-- START Entries supplied --

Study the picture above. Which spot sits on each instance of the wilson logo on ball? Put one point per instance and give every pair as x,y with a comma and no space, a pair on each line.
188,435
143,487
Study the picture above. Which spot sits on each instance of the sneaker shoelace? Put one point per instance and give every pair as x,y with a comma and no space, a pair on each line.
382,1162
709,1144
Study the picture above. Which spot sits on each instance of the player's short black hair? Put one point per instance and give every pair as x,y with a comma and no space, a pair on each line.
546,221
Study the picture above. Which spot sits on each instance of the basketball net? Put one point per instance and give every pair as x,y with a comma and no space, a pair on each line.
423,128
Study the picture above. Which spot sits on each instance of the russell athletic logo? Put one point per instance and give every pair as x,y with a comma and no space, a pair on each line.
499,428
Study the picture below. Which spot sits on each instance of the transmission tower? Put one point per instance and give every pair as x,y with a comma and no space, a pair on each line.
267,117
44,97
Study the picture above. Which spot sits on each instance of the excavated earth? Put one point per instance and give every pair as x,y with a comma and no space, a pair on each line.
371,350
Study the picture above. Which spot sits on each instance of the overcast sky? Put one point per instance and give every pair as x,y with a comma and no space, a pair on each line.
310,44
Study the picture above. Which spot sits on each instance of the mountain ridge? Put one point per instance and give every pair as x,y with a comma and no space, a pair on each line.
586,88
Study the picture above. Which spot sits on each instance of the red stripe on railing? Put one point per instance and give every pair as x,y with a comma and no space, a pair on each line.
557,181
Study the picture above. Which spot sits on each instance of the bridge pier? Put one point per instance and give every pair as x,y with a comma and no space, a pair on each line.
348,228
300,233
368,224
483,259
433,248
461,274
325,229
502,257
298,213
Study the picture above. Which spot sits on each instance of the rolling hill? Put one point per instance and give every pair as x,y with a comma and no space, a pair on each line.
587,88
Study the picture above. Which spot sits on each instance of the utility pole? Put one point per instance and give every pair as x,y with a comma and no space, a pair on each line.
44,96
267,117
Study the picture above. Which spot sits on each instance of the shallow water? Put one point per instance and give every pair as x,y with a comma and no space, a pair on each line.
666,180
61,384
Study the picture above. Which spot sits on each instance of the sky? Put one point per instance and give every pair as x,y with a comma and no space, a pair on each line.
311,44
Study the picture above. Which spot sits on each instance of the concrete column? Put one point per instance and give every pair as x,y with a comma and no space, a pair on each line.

-- END Entries supplied --

▶ [Given instruction]:
Reproduce every one of the items above word for word, keeping their original order and line breaks.

▶ [Complete output]:
Study the picture above. Which spot sits on each instance of the wilson logo on ball? Put one point per instance and give every pair as x,y with a comma and no space, a pair on each line.
188,435
143,487
Study the picture above. Which spot sits on each instance of the sneaker shoelace? Put one point per instance and give every pair as x,y with a comma and no space, a pair on each line.
382,1162
709,1144
Study the picture above. Which spot sits on each instance of the player's short black hair? Put one point per instance and give every pair as x,y with a comma and no space, a pair on each line.
546,221
Study the picture above. Which spot sits on each instance of the basketball net? Put one point per instance and give every pair as x,y with a comma and no space, a pair on each line.
423,128
Study the picture above. Which spot sits on each instance of the russell athletic logo? Put one point per instance and give every pair as x,y with a comma and no space, a pair on each line.
499,428
Study the picture below. Which spot sits on each instance of the transmission tower? Put one point per instance and give every pair as x,y with a comma and no space, a pair on each line.
267,117
44,97
Study the picture above. Which spot sits on each instance of the excavated earth? Put one point per instance and give every pair as x,y with a comma and no space, a pair on each line.
371,350
Study the picture above. Which spot sits on each instance of the overcast sky? Put one point per instance and give every pair as x,y with a comma and no space, a pair on each line.
310,44
Study the picture above. Which spot sits on each instance of the mountain ridge? Put one point per instance and give every pair as x,y with a comma and no space, a pair on each line.
586,88
Study the picture above. Which spot sits on each instance of the red stripe on railing? Put one point per instance and give every pair as x,y with a comma and no space, a pair on each line.
557,181
Study the picture above. Which spot sits on each instance of the bridge pier? Put one point per instance and give every pair as x,y with a comma and no space, a pair on each line.
348,228
300,233
368,224
483,259
433,248
461,274
325,229
502,257
298,213
Study the picture above. Which spot sits on each instance of the rolling hill? Put one point per instance and give every pair as x,y with a comma and no space, a pair on each line.
587,88
Study the picture above. Which spot sits on each instance of the utility pole? Put one point per instance and give every pair as x,y with a comma and no space, a pair on each line.
44,96
267,117
Study the picture above. Which spot sits on each instance of the shallow water? Put one point per instance and give every pair as x,y with a comma and no space, a pair on each line.
666,180
61,384
Study the picture above. Which spot sits on each instance of the sky? Put one point per instance and give every pair as x,y with a comma and no space, a pair on each line.
311,44
Study the picture above. Which spot sits on each instance of the concrete column? Put one point per instance and give every pair as x,y with a comma and no space, a pair on each line.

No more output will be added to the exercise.